Data listing
[start]

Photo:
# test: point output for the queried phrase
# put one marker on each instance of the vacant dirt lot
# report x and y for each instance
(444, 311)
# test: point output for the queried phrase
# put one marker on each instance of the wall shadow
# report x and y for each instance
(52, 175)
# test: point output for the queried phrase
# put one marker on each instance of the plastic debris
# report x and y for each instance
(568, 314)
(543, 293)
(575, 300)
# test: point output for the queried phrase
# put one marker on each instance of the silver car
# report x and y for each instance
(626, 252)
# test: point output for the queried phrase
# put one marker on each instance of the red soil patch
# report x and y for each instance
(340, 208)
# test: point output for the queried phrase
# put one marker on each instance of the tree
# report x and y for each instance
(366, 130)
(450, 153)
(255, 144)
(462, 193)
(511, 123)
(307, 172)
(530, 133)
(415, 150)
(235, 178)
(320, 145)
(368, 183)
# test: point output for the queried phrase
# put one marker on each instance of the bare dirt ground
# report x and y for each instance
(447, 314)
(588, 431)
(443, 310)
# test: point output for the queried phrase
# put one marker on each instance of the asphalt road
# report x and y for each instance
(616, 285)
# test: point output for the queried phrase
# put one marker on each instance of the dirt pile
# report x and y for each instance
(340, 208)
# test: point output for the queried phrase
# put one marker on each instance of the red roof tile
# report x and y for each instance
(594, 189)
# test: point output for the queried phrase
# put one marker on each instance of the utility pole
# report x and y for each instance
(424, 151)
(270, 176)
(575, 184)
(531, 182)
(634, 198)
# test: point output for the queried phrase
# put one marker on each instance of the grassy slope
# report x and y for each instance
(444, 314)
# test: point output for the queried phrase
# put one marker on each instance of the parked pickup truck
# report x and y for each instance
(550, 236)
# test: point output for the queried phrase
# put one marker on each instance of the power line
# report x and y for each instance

[end]

* Your objective: Extract every line in the material above that contains the string "dirt", counting only matches with the same case.

* Full solution:
# put one marker on each instance of the vacant dirt lot
# put one marker on each instance of the bare dirt ground
# put one marker on each instance of the dirt pile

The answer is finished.